— Start Records for this task —

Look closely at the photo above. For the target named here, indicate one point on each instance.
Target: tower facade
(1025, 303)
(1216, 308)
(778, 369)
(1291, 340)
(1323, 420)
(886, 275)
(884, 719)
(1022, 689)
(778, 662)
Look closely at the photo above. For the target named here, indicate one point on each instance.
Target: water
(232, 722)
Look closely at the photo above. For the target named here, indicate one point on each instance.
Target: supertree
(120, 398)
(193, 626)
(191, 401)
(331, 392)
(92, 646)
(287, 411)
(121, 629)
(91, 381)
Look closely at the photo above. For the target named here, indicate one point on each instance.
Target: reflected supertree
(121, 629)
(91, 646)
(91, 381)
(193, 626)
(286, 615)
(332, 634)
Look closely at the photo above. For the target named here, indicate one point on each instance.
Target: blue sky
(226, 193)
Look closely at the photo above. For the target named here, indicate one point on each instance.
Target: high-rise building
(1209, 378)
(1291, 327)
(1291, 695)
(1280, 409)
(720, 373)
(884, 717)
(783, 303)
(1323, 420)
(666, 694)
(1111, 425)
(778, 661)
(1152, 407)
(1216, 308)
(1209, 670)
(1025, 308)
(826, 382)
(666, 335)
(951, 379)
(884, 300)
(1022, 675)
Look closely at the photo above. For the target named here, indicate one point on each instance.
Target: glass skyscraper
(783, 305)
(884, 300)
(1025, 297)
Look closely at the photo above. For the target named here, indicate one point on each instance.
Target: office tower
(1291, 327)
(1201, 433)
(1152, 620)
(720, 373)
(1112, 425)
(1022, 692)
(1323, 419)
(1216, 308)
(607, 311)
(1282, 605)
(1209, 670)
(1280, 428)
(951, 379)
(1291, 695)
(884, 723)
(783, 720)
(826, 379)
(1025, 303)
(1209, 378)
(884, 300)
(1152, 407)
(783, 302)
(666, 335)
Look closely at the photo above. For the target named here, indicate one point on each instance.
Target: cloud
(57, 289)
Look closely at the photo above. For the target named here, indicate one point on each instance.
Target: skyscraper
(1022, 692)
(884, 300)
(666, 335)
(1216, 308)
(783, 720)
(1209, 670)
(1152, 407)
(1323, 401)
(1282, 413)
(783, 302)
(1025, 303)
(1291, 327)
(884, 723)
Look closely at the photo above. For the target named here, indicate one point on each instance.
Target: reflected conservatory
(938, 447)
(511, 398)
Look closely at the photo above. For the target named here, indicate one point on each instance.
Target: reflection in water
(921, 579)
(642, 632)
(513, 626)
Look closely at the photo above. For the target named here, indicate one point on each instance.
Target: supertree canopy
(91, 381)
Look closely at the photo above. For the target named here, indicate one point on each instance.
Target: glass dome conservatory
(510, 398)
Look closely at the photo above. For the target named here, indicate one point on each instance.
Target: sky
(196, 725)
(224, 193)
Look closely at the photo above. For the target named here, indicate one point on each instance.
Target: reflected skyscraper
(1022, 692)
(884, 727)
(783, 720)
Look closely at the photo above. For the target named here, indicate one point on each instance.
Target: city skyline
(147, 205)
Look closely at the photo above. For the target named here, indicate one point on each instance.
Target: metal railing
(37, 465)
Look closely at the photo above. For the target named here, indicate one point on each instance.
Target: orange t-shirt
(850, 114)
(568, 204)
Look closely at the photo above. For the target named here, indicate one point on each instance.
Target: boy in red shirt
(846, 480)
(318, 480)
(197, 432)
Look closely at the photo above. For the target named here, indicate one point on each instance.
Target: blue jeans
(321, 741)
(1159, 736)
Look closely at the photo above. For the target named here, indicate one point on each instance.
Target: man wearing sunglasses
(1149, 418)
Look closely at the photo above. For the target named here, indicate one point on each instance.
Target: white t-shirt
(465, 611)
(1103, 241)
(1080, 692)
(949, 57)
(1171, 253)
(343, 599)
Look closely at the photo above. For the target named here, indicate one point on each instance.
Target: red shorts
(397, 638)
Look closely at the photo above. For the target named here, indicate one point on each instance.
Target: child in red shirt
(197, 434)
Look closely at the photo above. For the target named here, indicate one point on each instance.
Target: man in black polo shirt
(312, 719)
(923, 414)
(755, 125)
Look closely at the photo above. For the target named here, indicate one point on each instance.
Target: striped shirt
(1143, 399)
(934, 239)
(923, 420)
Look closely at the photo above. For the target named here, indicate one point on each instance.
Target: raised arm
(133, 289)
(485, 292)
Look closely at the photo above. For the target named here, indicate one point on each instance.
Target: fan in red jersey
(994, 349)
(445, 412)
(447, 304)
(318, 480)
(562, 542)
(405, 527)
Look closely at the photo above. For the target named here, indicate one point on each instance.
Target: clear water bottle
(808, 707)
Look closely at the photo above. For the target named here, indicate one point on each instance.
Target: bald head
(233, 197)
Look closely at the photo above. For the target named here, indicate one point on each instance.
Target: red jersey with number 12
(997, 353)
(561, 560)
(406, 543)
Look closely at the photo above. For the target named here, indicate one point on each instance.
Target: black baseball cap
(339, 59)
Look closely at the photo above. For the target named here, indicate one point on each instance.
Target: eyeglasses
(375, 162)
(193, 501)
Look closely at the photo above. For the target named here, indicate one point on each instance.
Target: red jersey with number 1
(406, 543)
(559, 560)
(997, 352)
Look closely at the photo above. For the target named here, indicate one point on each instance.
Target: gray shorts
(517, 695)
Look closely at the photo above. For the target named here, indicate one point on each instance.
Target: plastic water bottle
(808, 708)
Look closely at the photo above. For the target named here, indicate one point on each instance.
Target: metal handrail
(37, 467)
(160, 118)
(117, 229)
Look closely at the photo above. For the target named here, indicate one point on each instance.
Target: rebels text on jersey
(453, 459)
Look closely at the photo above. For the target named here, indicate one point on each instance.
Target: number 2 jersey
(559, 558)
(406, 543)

— End Records for this task —

## Exercise instructions
Count how many lines of the rows above contain the string "shorts", with case counting. Give only the number.

## Solution to this exercise
2